### Source passage:
━━━━━━━━━━━━━━━━━━━━━━━━━━━━━━
U2Kitten said:
What about the way TB patients were put in sanitariums in the early part of this century? What about leper colonies? And aren't TB and lepresy a lot less common than they used to be?
The medical anthropologist and physician Paul Farmer would disagree. Contrary to popular belief, TB is as prevalent today as it was when it was first discovered. In the United States, TB and MDRTB (multiple drug resistant TB) kill thousands of poor children, women, and men who live in urban centers like New York City and Los Angeles (just to name a few large cities). Harlem has the highest rate of infant TB deaths. TB is the number one killer inside prisons and on the street, it kills the homeless we pass by on the street. We don't hear about it because amongst the middle class and the wealthy (by middle class I mean the insured) it has been eradicated due to the fact that these two groups of people have proper access to medical care and can
afford to cure it right away if an infection occurs in their families. I should also point out that the people infected with TB in these large urban centers also have the highest risk of contracting HIV; many have both TB and HIV.
In developing countries, TB is the number one killer especially if coupled with HIV/AIDS. Unlike AIDS, TB is a
perfectly preventable and curable infectious disease . Ask yourself (by that I am not singling you out I mean the general you), what do the people who live in America's urban centers have in common with the people dying of TB and HIV in developing countries like Peru and Haiti?
It's
poverty. Though these people have never met each other and due to economic circumstances never will, external factors like medical incompetence, poverty, and social inequality (to name a few) is what allows their cycle of poverty to continue and TB and HIV to spread. Their everyday reality engenders the quiet rage that Farmer expresses in his books and their stories, are ubiquitous in both first and third world nations where medical access is non-existent for those at the bottom.
Paul Farmer is a great resource if anyone is interested in reading more about TB and AIDS. Check out "Infections and Inequalities: The Modern Plagues," his new book "Pathologies of Power: Health, Human Rights and the New War on the Poor" and his groundbreaking debut "Aids and Accusations: Haiti and The Geography of Blame."
━━━━━━━━━━━━━━━━━━━━━━━━━━━━━━
### Data records:

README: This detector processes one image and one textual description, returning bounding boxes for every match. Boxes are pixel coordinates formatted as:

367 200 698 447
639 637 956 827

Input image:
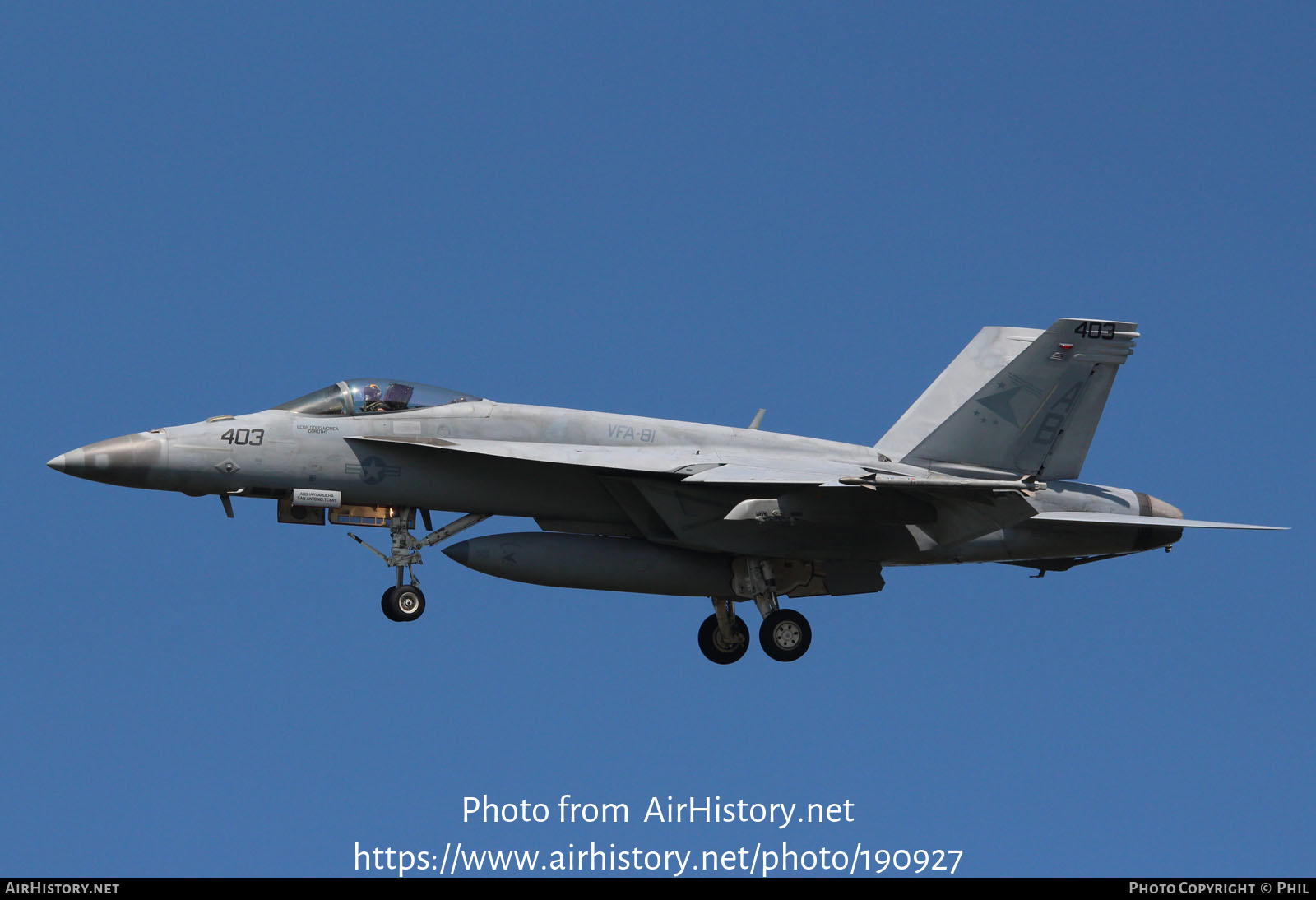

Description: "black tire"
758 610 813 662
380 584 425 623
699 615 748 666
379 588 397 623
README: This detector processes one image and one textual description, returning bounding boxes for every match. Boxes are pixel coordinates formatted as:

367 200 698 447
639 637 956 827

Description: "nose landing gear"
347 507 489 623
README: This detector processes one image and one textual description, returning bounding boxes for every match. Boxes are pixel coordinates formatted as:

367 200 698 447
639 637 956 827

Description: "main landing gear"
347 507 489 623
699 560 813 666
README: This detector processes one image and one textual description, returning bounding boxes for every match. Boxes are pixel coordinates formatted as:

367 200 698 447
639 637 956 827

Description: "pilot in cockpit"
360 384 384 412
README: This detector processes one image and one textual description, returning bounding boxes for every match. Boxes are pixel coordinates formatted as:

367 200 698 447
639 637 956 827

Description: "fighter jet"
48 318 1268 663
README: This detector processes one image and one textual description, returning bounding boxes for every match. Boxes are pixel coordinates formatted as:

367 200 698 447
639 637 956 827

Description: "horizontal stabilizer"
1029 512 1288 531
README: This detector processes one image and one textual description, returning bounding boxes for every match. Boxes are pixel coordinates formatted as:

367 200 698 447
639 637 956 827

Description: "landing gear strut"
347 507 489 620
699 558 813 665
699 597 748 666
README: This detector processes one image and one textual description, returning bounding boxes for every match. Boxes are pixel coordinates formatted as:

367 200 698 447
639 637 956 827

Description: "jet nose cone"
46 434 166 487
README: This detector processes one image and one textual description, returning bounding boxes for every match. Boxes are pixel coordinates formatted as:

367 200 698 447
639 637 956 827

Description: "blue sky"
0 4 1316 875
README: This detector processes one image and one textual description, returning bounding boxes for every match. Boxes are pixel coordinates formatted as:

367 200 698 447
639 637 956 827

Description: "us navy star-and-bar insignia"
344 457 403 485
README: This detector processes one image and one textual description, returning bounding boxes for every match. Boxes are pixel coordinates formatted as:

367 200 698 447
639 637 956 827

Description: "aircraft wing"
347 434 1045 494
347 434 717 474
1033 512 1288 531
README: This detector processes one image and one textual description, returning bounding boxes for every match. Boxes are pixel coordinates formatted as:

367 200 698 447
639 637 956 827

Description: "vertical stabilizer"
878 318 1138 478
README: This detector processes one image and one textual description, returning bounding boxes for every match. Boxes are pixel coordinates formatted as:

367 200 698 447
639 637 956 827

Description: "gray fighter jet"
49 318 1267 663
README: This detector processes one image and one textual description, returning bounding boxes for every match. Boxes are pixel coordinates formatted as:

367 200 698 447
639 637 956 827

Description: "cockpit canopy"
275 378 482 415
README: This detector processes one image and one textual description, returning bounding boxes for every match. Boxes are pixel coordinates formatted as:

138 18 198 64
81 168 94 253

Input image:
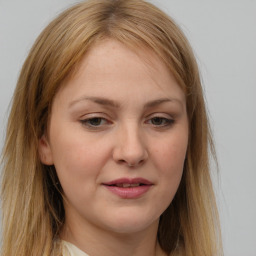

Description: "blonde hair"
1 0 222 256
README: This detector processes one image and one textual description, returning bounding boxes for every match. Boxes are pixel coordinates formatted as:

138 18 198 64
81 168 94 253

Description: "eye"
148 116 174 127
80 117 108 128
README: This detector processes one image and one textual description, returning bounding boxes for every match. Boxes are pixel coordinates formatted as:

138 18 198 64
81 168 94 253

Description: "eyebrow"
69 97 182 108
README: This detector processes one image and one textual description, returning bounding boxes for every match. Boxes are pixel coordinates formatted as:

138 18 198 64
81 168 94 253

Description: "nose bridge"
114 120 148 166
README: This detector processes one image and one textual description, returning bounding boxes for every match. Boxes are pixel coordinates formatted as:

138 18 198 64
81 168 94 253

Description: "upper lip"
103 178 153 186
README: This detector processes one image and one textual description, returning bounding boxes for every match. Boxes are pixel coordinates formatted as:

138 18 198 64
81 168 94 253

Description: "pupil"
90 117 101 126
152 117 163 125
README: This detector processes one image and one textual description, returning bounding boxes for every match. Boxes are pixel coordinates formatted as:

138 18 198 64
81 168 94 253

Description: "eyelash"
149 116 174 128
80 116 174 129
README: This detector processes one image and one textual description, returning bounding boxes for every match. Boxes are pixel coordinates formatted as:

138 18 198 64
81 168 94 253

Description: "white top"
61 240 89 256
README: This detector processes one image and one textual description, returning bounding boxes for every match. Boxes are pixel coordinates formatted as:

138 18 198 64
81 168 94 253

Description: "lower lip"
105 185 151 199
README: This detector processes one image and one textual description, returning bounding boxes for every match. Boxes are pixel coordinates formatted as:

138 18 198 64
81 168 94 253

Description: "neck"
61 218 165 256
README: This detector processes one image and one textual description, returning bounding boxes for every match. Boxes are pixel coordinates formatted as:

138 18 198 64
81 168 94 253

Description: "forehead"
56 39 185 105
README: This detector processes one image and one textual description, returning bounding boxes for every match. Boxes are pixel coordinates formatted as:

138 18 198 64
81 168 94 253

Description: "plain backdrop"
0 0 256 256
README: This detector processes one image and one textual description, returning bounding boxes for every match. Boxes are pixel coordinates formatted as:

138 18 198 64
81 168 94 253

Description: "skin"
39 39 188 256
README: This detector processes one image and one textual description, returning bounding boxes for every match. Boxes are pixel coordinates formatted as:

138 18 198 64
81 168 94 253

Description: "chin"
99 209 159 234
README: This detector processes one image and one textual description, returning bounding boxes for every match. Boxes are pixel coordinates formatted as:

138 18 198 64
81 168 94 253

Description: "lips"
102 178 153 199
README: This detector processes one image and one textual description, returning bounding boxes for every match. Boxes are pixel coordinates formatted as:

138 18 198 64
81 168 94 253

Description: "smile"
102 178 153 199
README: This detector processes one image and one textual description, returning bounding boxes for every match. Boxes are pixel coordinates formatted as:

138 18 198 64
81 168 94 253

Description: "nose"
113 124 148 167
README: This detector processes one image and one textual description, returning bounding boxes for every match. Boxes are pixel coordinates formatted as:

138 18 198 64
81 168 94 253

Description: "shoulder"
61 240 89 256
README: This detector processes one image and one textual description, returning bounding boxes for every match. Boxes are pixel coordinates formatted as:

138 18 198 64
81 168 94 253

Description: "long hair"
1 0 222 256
━━━━━━━━━━━━━━━━━━━━━━━━━━━━━━
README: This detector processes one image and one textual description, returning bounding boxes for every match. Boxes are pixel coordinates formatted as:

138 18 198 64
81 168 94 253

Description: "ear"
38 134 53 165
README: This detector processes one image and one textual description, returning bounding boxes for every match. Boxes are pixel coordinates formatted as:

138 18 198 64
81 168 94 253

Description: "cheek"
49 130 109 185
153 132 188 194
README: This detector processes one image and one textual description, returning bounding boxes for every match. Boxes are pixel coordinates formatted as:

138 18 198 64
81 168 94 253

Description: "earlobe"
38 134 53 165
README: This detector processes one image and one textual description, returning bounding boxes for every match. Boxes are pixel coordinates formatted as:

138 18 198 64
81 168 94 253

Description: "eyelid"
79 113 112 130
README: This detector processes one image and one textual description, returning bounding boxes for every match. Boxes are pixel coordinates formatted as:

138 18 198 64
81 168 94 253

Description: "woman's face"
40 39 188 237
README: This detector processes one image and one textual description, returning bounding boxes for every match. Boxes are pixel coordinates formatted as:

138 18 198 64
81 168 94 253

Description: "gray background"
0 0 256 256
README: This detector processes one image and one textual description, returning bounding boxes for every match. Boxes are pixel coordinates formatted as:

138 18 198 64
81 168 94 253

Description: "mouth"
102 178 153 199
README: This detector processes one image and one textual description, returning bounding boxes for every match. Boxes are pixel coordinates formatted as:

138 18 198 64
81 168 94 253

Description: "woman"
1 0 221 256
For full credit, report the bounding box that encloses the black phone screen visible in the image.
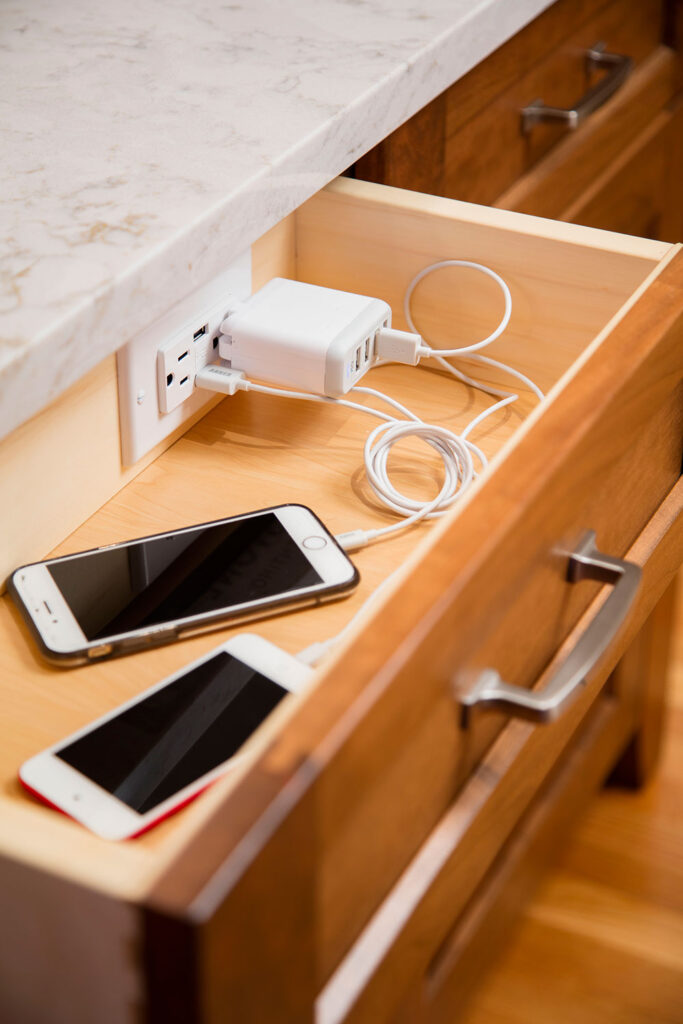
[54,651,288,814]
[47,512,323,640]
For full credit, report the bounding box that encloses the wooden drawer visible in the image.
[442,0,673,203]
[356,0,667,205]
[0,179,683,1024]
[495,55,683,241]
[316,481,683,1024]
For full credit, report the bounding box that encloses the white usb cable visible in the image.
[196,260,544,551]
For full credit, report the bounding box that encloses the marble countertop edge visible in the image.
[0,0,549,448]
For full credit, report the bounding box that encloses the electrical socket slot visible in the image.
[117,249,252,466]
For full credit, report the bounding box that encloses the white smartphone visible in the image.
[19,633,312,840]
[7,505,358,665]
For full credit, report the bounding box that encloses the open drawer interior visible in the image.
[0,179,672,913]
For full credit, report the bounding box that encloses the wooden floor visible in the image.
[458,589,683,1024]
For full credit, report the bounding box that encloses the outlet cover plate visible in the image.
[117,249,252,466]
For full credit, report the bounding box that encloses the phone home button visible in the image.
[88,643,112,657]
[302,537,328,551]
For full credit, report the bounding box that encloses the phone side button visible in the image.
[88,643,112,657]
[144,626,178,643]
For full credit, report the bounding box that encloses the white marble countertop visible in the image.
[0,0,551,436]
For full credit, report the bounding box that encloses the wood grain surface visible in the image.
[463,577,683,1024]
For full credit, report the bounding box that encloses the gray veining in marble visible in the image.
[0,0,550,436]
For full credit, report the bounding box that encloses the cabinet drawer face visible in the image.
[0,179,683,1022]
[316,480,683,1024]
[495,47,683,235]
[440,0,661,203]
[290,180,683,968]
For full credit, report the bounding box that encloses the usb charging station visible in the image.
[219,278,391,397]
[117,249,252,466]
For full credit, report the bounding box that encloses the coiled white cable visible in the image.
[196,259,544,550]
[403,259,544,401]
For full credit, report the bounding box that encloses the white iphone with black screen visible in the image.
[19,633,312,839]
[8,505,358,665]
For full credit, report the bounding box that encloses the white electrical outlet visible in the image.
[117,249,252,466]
━━━━━━━━━━━━━━━━━━━━━━━━━━━━━━
### Tasks to perform:
1 – Using the TB post, say whether each statement agrees with it. Answer yes or no, and quote the deciding words.
(a) Harlem has the highest rate of infant TB deaths.
(b) Like AIDS, TB cannot be prevented or cured.
(c) "Pathologies of Power" is Farmer's debut book.
2 – Copy the TB post word for word between "In developing countries, TB" and "Peru and Haiti?", inclusive.

### Response list:
1 –
(a) Yes: "Harlem has the highest rate of infant TB deaths."
(b) No: "Unlike AIDS, TB is a perfectly preventable and curable infectious disease"
(c) No: "his new book"

2 –
In developing countries, TB is the number one killer especially if coupled with HIV/AIDS. Unlike AIDS, TB is a
perfectly preventable and curable infectious disease . Ask yourself (by that I am not singling you out I mean the general you), what do the people who live in America's urban centers have in common with the people dying of TB and HIV in developing countries like Peru and Haiti?